Trecho do documento -
**********

I Concurso Literário Benfazeja

Resgate





Isso acontece com muita gente. Mulheres, sobretudo. Chamamos de perda de identidade, mas poderia ter outros nomes: autoabandono, autoesquecimento, autodetrimento, síndrome da pessoalidade roubada, disfunção personal (ops).

As histórias são sempre parecidas. Ela se apaixona, casa-se, tem filhos, anula-se, não constrói a própria vida. Dedica-se ao marido, a cuidar dos filhos. Toma para si a responsabilidade de zelar pela família do marido – pai, mãe e quem mais precisar, até a morte.

Ela envelhece, os filhos crescem, começam a ir embora. O marido também envelhece, se distancia, se isola, cria uma vida paralela dentro de casa – ou fora –, não vela por nada.

Ela perde o brilho, o viço, engorda. Priva-se de desejo, não se ama, não sente tesão por si. Ela não é ela. É qualquer outro alguém que tocou a rotina ano após ano, levando a cabo o compromisso que assumiu.

Em dado momento se pergunta: cadê eu?

Ao ler algo tão básico ou prosaico, há quem despeje logo um “Que burra! Como pode existir gente assim? Por que não deu um chute no traseiro do marido e foi à luta?”.

Lamentavelmente não é simples. A pessoa faz uma escolha e até que por um motivo qualquer desperte, está convicta de que foi a melhor opção, que faz o correto. Não conhece alternativa, por isso nem procura. Apenas aquiesce e cumpre o mandato que assumiu.

Quanta tristeza nos olhos, quanta saudade de si, quanto de potencial intelectual, prestas a explodir. Todo o corpo é pranto; a voz é sussurro arrastado, temeroso. Tanto que ouviu de ofensas durante anos seguidos, que receia até mesmo pensar nela própria, muito menos se expressar sobre seus desejos (ainda os tem!).

Como quem sobrevive a uma doença grave, está nascendo de novo. Abre os olhos lentamente e, curiosa, olha em volta. Tenta se mexer, sente dores, muitas dores, e fortes. Precisa respirar fundo e fazer cada movimento bem devagar. Passo a passo vai tateando os cômodos de sua casa mental, em busca de compreensão de sua emoção e do seu corpo.

Ao sair do quarto, avista luz através das janelas e caminha na direção daquilo que não vê faz tempo. E ao vislumbrar o mundo do lado de fora, sente os olhos lacrimejarem. Reconhece suas vontades, suas aspirações mais antigas, mais profundas, guardadas numa gavetinha trancada no fundo da alma.

Da janela à porta é um passo, trôpego, porém confiante. Ela quer e vai. Mira o sol, chora, gargalha, anda depressa, aspira o ar cada vez mais fundo e corre. E assim, renasce.

Uma descrição um tanto poética para mais uma vida que surge após um casamento no melhor estilo “apenas uma por todos”.

Estou assistindo de camarote, aplaudindo de pé e gritando “uhuuuu!!”.

**********

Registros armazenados

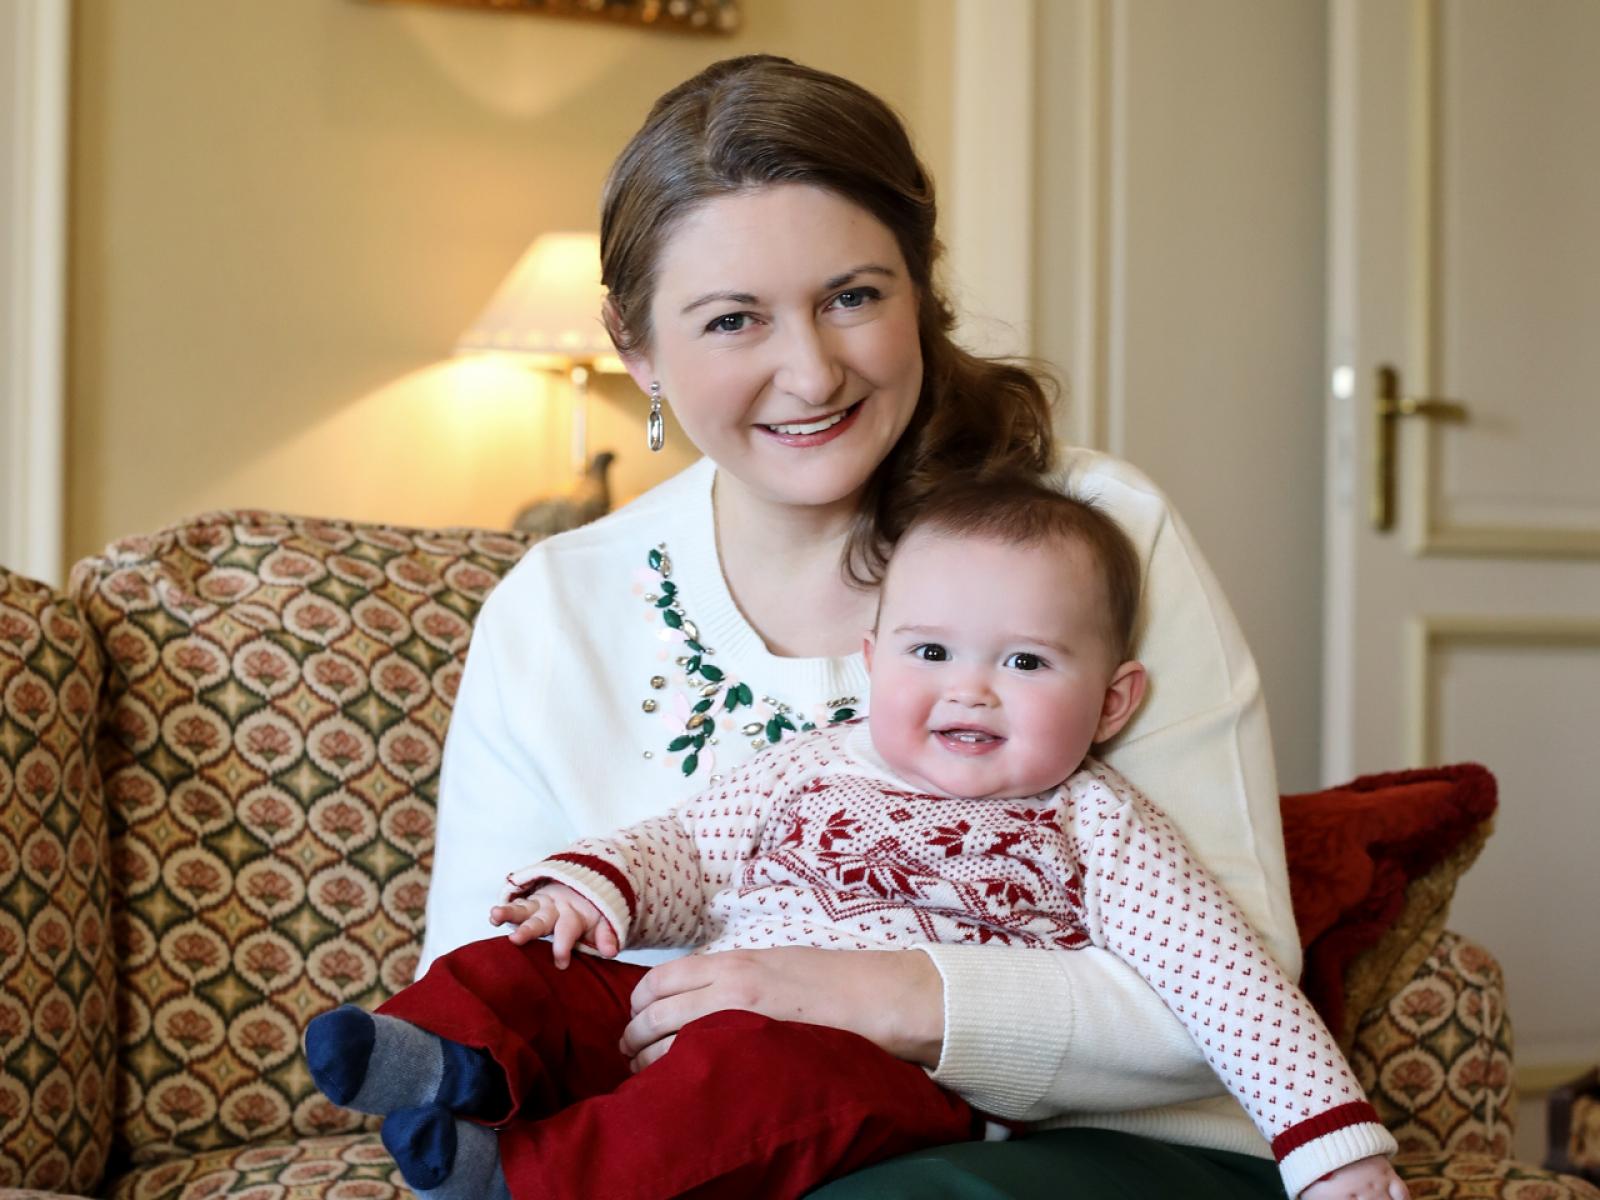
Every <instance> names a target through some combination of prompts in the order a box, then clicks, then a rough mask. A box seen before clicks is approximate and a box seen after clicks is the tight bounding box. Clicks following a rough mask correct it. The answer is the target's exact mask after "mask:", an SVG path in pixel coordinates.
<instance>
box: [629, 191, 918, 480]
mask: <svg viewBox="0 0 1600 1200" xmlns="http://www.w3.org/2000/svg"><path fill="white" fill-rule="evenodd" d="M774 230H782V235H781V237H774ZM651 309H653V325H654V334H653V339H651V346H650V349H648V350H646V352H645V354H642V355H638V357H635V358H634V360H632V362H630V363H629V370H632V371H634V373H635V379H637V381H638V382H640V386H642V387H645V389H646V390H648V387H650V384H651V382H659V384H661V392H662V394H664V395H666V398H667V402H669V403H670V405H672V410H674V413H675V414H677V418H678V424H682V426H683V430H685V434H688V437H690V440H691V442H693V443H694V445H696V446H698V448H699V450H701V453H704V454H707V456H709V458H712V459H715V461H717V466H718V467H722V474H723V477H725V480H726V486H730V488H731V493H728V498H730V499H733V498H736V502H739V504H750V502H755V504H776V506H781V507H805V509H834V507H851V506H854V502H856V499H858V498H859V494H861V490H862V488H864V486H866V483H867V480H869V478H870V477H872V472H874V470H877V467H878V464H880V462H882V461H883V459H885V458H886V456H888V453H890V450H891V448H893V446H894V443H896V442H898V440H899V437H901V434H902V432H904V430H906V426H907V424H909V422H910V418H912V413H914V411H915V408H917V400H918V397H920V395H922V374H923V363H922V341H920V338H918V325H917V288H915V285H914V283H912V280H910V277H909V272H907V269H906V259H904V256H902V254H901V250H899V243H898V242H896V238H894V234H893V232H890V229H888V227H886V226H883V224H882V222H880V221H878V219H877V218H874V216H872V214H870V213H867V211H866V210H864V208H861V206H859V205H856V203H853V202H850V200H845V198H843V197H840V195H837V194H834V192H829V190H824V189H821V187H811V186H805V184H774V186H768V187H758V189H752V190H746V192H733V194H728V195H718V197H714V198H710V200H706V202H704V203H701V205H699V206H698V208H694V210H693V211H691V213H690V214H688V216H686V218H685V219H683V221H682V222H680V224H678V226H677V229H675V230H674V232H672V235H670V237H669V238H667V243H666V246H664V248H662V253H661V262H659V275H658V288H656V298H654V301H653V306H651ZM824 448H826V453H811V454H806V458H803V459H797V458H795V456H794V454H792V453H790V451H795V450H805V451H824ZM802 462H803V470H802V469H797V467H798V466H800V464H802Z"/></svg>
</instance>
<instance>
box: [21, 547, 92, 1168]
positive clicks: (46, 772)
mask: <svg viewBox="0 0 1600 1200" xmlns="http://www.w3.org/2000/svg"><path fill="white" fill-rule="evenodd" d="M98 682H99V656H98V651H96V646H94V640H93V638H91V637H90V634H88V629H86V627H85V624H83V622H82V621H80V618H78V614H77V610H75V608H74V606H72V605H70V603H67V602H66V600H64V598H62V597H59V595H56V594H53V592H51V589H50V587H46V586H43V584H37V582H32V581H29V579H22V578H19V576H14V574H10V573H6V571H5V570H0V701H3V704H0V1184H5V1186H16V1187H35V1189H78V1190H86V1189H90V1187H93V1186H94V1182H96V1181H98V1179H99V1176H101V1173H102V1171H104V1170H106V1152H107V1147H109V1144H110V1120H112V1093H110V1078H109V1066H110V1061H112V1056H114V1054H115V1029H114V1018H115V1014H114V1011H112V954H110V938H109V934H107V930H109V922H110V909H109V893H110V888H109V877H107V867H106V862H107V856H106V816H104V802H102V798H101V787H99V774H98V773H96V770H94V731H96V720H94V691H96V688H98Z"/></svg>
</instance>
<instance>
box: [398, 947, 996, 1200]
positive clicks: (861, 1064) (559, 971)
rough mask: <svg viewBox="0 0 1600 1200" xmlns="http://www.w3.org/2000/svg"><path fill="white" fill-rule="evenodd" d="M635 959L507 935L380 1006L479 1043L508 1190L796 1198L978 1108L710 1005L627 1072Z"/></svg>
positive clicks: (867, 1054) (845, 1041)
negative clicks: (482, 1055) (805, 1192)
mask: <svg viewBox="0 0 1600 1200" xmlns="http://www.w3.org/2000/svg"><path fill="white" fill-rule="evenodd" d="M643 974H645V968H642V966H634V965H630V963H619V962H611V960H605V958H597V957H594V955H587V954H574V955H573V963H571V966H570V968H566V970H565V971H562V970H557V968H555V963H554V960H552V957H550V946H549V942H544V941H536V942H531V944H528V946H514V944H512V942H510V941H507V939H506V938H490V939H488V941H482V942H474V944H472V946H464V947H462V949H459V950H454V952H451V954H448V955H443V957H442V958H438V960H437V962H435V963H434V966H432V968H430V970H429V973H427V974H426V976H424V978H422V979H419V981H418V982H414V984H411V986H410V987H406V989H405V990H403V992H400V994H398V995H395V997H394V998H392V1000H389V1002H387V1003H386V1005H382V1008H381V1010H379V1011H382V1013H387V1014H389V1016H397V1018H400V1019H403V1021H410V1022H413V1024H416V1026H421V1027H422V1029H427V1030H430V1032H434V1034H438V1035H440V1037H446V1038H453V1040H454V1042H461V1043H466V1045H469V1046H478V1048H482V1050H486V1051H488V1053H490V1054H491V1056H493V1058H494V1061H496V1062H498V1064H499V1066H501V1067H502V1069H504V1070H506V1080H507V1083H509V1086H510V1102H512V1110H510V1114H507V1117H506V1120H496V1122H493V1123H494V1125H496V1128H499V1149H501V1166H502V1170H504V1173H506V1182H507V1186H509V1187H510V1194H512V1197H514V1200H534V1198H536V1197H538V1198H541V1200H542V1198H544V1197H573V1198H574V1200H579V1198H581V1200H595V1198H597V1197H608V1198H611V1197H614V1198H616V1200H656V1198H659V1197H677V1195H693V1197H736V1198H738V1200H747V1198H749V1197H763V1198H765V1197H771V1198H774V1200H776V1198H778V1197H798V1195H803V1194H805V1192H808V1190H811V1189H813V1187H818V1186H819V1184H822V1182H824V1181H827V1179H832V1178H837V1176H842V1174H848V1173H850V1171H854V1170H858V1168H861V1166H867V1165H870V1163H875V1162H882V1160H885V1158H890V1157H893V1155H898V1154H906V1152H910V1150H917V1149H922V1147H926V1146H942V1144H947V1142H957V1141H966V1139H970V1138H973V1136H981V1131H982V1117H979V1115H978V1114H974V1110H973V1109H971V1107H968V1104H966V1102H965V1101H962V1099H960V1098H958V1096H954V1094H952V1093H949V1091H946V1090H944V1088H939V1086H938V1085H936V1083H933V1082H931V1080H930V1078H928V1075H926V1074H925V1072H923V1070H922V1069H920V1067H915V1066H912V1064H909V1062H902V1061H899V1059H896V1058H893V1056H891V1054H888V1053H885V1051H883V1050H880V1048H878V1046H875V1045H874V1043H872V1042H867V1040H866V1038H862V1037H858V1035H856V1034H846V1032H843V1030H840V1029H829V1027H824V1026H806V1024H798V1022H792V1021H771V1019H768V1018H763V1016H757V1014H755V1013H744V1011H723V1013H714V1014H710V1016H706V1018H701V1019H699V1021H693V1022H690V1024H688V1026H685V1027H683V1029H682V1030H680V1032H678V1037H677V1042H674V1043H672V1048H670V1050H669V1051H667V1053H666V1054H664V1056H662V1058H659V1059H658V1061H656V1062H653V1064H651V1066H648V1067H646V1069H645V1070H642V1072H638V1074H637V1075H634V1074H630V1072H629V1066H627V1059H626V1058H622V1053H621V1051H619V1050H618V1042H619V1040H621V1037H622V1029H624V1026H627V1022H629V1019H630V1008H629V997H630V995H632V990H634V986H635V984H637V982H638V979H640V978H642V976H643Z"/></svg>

**********

Instrução - Reproduza sem alterações a passagem do texto sobre perda de identidade compreendida entre “Em dado momento” e “(ainda os tem!).”, incluindo ambos os extremos. Os registros não têm qualquer relação com o texto sobre perda de identidade.

Resultado do exercício -
Em dado momento se pergunta: cadê eu?

Ao ler algo tão básico ou prosaico, há quem despeje logo um “Que burra! Como pode existir gente assim? Por que não deu um chute no traseiro do marido e foi à luta?”.

Lamentavelmente não é simples. A pessoa faz uma escolha e até que por um motivo qualquer desperte, está convicta de que foi a melhor opção, que faz o correto. Não conhece alternativa, por isso nem procura. Apenas aquiesce e cumpre o mandato que assumiu.

Quanta tristeza nos olhos, quanta saudade de si, quanto de potencial intelectual, prestas a explodir. Todo o corpo é pranto; a voz é sussurro arrastado, temeroso. Tanto que ouviu de ofensas durante anos seguidos, que receia até mesmo pensar nela própria, muito menos se expressar sobre seus desejos (ainda os tem!).